By Patrick Falterman

 

The next morning Juan awoke at around nine. ‘Wake up, Patreek, we must be on the move once more.’

I groggily rolled over and reluctantly came out of the warm cocoon of my sleeping bag as Juan twisted the ignition. The big engine thundered to life, and we were rolling once more through the windy Patagonian plains before I had gotten my boots back on.

The day passed; we slid smoothly by the vast, grassy plains for hours and hours.

 

One does not know the meaning of the word ‘endless’ until one travels by land through Patagonia; apart from the road, the monotony of tan grasses dominates the vision for as far as the human eye can possibly hope to see. There is no way of knowing whether the grasses come to an end just at the threshold of human vision or simply go on forever, stretching eternally into infinite oblivion. Every once in awhile we would pass a few trees which would provide a break in the monotony, for a moment; Juan informed me that hundreds of years ago, there had been pioneer homesteads in those places.

‘They planted the trees to provide a natural shelter from the wind,’ said Juan astutely. ‘Nowadays, the homes have long since vanished, but the trees remain.’ He lowered his voice, then continued on somberly, ‘Most of them died of exposure or starvation…during the winter months.’

We passed these solitary groves every fifteen miles or so, bleak reminders of those who tried and failed to civilize the feral Patagonain plains. I imagined for several hours what it must have been like to be a Patagonian settler back in those bygone days…

A Spanish farmer reads a bulletin notice in colonial-era Spain calling for settlers to colonize its new territories in America to ensure that they remain Spanish, for God’s Sake! I imagine how it must have looked…

Beist thou without work, or struggling to support thine thriving family?

Fear not, O impoverished Peasant, for the Spanish Crown has thy solution!

Her Majesty Queen Maria invites all thee whom find it agreeable in thine hearts to serve Her by colonizing those Imperial Territories of the Spanish Crown in the fruitful, exciting lands of America!

These Loyal Servants of Her Most Highness shall be rewarded with no less than 10,000 ko’s of Prime Farmland, Five Hardy Mules of the Finest Quality, and the Unfaltering Blessing of Her Mightiness The Queen, as well as thy patriotic satisfaction of keeping the most unwashed of Portuguese sons of swine off the Rightful Territory of the Most Highest and Powerful Nation of Spain.

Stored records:
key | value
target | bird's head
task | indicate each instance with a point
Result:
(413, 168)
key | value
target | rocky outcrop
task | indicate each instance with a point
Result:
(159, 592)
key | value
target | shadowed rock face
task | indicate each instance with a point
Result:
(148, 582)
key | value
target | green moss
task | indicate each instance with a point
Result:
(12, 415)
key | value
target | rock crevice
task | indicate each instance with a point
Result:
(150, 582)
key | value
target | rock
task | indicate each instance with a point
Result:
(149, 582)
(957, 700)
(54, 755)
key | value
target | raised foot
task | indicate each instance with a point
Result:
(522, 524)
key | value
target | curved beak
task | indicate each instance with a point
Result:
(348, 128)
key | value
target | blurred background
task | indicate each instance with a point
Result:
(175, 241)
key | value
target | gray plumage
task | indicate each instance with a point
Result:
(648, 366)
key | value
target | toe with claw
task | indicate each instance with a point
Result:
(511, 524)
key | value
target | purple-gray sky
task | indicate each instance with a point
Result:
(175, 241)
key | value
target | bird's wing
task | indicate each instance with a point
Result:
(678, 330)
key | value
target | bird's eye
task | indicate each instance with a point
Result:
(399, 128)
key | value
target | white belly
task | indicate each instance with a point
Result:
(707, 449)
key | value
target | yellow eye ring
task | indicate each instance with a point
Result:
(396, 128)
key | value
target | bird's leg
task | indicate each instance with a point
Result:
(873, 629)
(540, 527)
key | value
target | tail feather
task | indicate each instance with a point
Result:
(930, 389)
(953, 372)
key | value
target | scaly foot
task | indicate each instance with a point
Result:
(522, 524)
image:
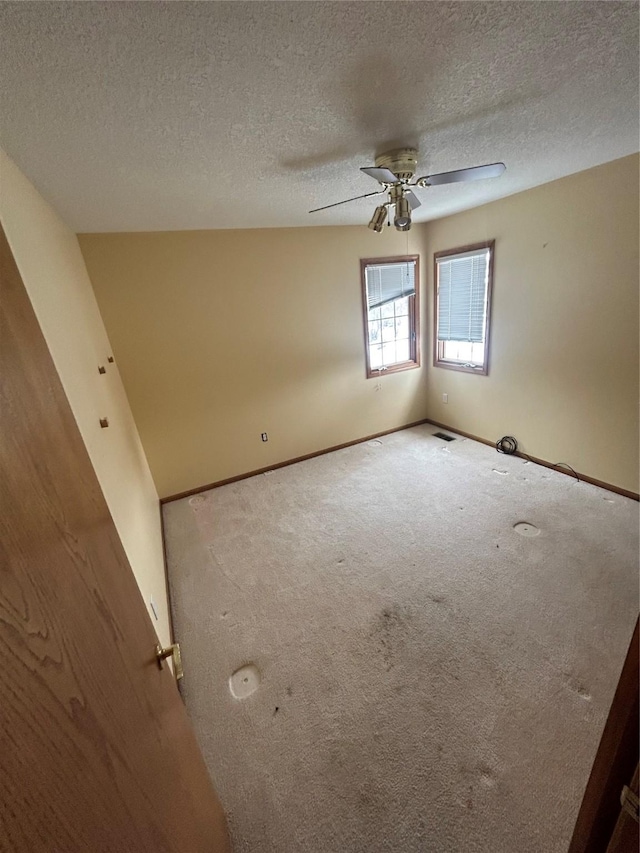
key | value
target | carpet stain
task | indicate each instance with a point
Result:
(525, 528)
(577, 686)
(389, 632)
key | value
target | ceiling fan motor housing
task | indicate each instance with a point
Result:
(401, 161)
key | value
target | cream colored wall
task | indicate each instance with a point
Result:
(223, 335)
(563, 376)
(55, 276)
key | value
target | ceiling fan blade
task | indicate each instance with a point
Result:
(384, 176)
(475, 173)
(355, 198)
(412, 198)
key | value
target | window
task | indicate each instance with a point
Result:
(391, 313)
(463, 281)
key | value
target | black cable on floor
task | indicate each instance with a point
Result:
(508, 445)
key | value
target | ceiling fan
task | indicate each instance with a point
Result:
(395, 171)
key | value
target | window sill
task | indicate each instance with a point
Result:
(452, 365)
(394, 368)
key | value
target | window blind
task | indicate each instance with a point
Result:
(388, 282)
(462, 296)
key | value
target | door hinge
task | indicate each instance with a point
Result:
(629, 802)
(173, 652)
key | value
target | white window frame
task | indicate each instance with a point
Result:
(439, 359)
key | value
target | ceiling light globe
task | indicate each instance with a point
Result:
(402, 220)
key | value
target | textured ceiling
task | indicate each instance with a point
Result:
(160, 116)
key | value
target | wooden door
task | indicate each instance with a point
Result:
(96, 751)
(600, 826)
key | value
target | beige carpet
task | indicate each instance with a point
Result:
(431, 679)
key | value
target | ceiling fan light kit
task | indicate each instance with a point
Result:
(378, 219)
(395, 171)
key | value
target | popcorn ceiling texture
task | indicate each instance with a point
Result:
(430, 679)
(168, 116)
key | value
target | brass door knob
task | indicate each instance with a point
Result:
(174, 652)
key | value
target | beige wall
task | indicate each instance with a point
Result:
(222, 335)
(54, 274)
(563, 376)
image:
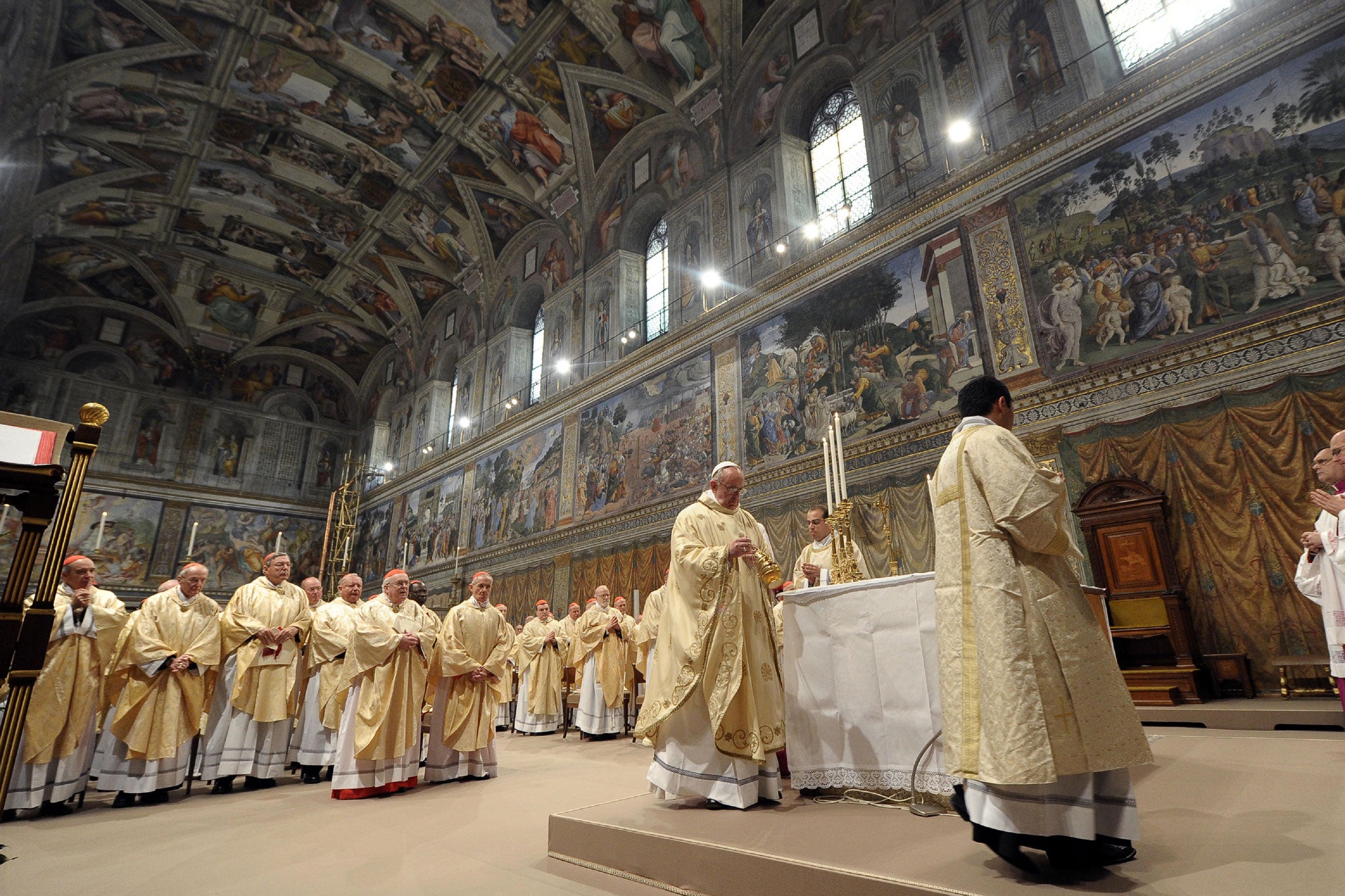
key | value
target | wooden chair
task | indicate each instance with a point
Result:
(569, 699)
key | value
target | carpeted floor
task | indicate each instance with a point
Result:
(454, 839)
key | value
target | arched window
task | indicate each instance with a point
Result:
(657, 282)
(839, 164)
(1143, 28)
(452, 412)
(539, 341)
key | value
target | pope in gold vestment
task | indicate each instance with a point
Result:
(256, 698)
(380, 744)
(147, 743)
(472, 644)
(715, 703)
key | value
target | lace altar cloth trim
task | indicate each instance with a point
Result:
(927, 782)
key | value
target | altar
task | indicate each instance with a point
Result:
(861, 685)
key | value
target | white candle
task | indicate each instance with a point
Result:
(826, 468)
(841, 482)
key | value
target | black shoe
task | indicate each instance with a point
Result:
(1070, 853)
(155, 798)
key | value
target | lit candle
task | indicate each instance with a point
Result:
(841, 482)
(826, 468)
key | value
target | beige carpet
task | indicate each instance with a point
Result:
(455, 839)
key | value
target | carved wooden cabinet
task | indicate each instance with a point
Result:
(1126, 530)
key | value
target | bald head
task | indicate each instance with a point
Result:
(349, 587)
(191, 580)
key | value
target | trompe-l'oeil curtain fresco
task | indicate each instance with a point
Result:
(1237, 472)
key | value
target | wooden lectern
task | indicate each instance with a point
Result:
(1126, 530)
(29, 480)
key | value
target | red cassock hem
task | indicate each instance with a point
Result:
(362, 793)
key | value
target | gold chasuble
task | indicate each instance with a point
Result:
(69, 689)
(716, 634)
(1029, 685)
(471, 637)
(544, 664)
(648, 630)
(328, 641)
(263, 688)
(391, 681)
(158, 714)
(611, 653)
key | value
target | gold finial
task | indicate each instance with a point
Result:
(93, 414)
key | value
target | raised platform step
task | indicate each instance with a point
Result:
(1269, 712)
(1277, 830)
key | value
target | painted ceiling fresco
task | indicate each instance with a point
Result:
(311, 178)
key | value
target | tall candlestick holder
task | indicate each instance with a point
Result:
(893, 553)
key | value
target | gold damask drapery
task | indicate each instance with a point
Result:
(622, 571)
(1237, 472)
(521, 591)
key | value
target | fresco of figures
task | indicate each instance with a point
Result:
(372, 553)
(128, 536)
(431, 519)
(885, 345)
(517, 489)
(233, 544)
(648, 442)
(1228, 210)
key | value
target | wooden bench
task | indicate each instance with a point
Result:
(1292, 661)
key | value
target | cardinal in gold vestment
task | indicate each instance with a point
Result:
(541, 653)
(57, 747)
(1036, 715)
(602, 651)
(380, 743)
(715, 704)
(163, 672)
(256, 699)
(466, 675)
(314, 743)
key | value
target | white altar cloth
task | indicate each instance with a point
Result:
(861, 685)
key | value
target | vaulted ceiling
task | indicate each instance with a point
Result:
(252, 184)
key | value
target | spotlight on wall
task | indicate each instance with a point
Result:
(959, 131)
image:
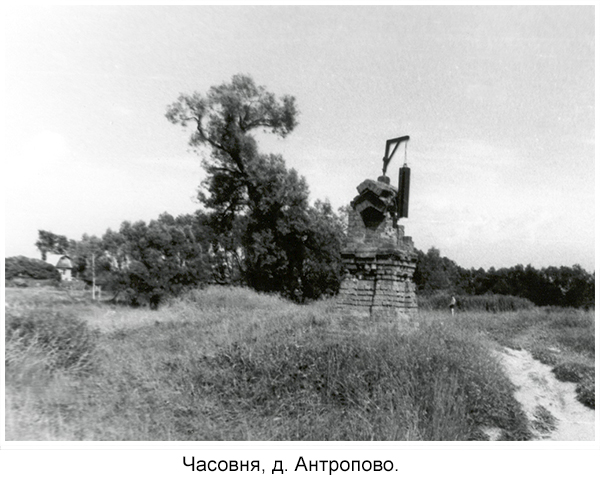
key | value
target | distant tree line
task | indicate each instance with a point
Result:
(258, 228)
(563, 286)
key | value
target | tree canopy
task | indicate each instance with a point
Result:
(257, 193)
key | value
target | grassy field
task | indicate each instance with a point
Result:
(230, 364)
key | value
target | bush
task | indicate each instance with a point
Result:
(488, 303)
(27, 268)
(67, 339)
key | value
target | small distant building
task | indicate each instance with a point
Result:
(63, 264)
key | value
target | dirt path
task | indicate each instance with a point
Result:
(551, 405)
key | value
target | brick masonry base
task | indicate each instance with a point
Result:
(379, 261)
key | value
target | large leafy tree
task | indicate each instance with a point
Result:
(48, 242)
(255, 194)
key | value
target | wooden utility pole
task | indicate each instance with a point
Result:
(93, 276)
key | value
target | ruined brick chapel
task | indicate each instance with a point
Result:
(379, 260)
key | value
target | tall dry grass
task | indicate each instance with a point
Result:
(231, 364)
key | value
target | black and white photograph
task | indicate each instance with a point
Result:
(299, 224)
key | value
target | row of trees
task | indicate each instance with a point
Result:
(258, 228)
(563, 286)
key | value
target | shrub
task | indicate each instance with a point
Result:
(488, 303)
(22, 267)
(67, 339)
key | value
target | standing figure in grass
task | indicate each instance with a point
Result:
(452, 304)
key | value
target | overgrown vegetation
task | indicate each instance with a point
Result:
(65, 339)
(22, 267)
(486, 303)
(230, 364)
(551, 286)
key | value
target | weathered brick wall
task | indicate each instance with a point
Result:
(379, 261)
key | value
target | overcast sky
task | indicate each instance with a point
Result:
(498, 102)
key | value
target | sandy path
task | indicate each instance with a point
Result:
(538, 387)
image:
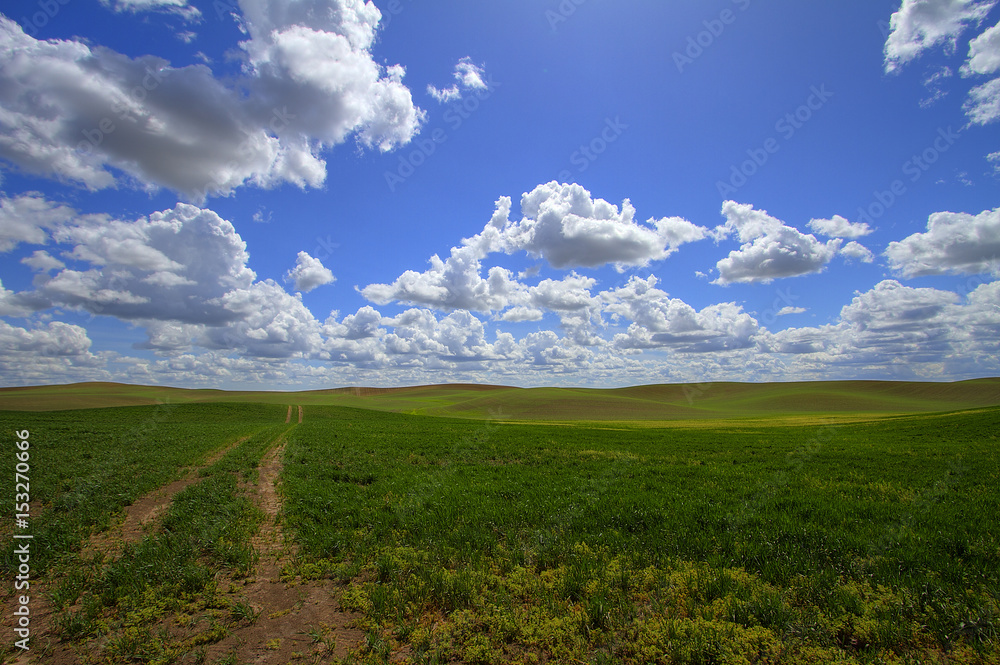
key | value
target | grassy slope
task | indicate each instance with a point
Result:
(638, 403)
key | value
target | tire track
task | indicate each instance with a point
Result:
(287, 609)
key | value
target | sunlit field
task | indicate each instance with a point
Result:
(784, 538)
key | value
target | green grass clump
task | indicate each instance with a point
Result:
(508, 543)
(121, 609)
(87, 465)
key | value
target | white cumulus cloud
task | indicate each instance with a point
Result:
(468, 76)
(923, 24)
(100, 118)
(770, 248)
(953, 243)
(839, 227)
(309, 273)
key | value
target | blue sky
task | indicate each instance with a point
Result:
(320, 193)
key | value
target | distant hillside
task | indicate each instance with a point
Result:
(637, 403)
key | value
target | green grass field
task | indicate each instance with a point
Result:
(653, 404)
(720, 523)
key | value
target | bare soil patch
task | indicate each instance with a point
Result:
(295, 618)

Set exercise: Carry on the Patagonia road-trip passage from the point where it stops. The data has no role here.

Expected output:
Interested Parties should contact the Office of Colonial Affairs on Avenida Maria before the New Year of 1615. Gypsies Need Not Apply!!!

By Gods! was the likely thought of the Spanish farmer, fallen on hard times. This sounds like a fine offer! So off he goes to Avenida Maria to the Office of Colonial Affairs; after taking his number, waiting in several long lines with no clear purpose, filling out six forms that all asked the same questions, and wondering why the government employees took four hour lunch breaks, the farmer successfully signed he and his family up for the Spanish colonization of the wild land of America! What could be more exciting for little Juan, Jorge, Mario, Maria and Antoinetta? His Wife would bear him many more fine sons and no daughters in the fresh air and open plains, surely; not like this putrid European air they were currently choking down, like the rat in the sewer-pipes…

Six months later, after a two-month boat ride (during which little Antoinetta tragically died of cholera), the farmer arrives triumphantly to the fabled land of America. It’s an incomprehensibly vast and untamed wilderness; overwhelmed, the simple man genuflects several times and swears quietly in the Name of the Most Holy Mother of God.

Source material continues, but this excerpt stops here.